动物的异种基因转殖,必然会引生异种器官移植的伦理问题。这是因为‘楚人无罪,怀璧其罪’,植入人类基因的动物,因其‘怀璧’而被觊觎。若纯从人类本位的医学伦理来看,异种器官移植,是以活体动物器官,用供病人生命之存活,这不但可解决器官供应量不足的问题,而且较诸人体‘脑死’之后的器官移植,所引起的伦理关注或许更少,因此异种器官移植,是并没有抵触各种生命伦理原则的。孙效智教授于此分析云:
首先是‘当事人自主原则’(autonomy),其次是‘不伤害原则’(nonmaleficence),再其次是‘造福原则’(beneficence)。任何医疗行为都必须尊重当事人(或其家属)的自主性,故必须以病人的‘知情同意’(informed consent)为基础。‘知情同意’是说,病人的同意必须是在充分了解各种医疗选择的利弊得失之后而为之的‘同意’。‘不伤害原则’与‘造福原则’可以合在一起看,也就是说,医疗行为应该造福病人,其所带来的伤害不应大于它所带来的好处。当然,若伤害是无可避免的时候,合乎伦理的行为必须是‘两害相权取其轻’的那一方,因此这又可以称为是‘较小恶原则’(lesser evil principle)。(孙效智:2002)
孙教授依此诸原则检视异种器官移植问题,认为,其伦理争议不算太大。质疑其伦理意涵的主要论述,集中在担心此种技术的副作用或后遗症上面,例如:
质疑一、将原属于动物的疾病传染给人类,或将寄宿在动物身上的病毒转移到人身上,这恐将会引起毁灭性的灾难。--孙效智认为,这是最棘手的问题,也是异种移植所必须面对的最严肃之伦理挑战。倘若这个问题不能得到充分而令人信服的答案,那么,即使科技上异种移植可行,在伦理上它仍然是不可行的。
质疑二、接受动物脏器,对于病人心理有可能会形成负面的冲击。--孙效智认为,病人心理是否能接受的问题,这不该由旁人来置喙,而该看病人的意思。
+-------+
_任务列表_.
**a)** 根据异种器官移植节选回答:
(i) “知情同意”指的是怎样的同意?
(ii) 孙效智认为异种移植必须面对的最严肃伦理挑战是什么?
(iii) 病人心理能否接受动物脏器,孙效智认为该由什么来决定?
**b)** 请接着异种器官移植节选的最后一句往下续写。
后面的数据行与异种器官移植节选毫无关系。
+-------+
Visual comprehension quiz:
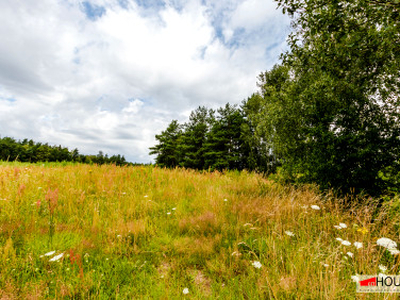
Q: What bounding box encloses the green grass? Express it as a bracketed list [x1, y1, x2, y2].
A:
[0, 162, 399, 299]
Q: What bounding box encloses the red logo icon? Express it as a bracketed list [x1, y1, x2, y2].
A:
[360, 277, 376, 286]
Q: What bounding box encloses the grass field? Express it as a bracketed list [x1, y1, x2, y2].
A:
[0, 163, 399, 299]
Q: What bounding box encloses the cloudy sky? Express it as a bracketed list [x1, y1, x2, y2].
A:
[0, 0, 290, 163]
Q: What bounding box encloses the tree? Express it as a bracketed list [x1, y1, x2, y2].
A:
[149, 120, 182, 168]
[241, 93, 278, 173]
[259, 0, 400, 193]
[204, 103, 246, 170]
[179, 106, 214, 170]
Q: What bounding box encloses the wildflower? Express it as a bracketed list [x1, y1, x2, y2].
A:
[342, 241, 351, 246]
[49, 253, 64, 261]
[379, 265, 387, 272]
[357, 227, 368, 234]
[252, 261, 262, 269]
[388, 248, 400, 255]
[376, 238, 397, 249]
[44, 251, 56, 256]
+-------+
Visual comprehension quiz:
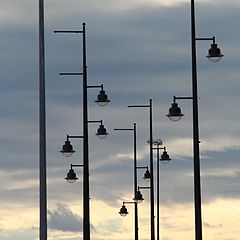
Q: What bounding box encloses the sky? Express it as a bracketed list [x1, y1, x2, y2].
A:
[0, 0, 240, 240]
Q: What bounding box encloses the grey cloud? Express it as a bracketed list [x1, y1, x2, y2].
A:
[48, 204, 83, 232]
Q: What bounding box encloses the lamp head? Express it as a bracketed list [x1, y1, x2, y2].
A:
+-------+
_任务解答_.
**a)**
(i) 病人在充分了解各种医疗选择的利弊得失之后所作出的同意。
(ii) 将原属于动物的疾病传染给人类,或将寄宿在动物身上的病毒转移到人身上,这可能引起毁灭性的灾难。
(iii) 该看病人的意思,不该由旁人来置喙。

**b)**
质疑三、由于同种器官移植,有时会发生接受移植者显示出器官供给者某些特征的现象,因此有人担心,异种移植是否会让病人失去某些人性,例如出现‘猪头猪脑’之类的异种特征?--孙效智认为,这一方面要看病人及其家属在‘知情’的前提下是否‘同意’(即‘当事人自主原则’),另一方面也要看在‘缩短生命’与‘气质变化’的两难之间,何者较符合‘较小恶原则’。就这点来说,除非‘气质变化’的问题大到丧失人性或失去人格的地步,延长生命似乎仍是较小恶的选择。
质疑四、所谓异种的动物若很接近人类,例如黑猩猩,那么,在动物伦理上是否经的起‘物种主义’的批判,也是不容忽视的课题。--孙效智认为,现在异种移植研究已较少使用灵长类,而多改采用猪只,这使得物种主义的质疑几乎不再存在。(孙效智,2002)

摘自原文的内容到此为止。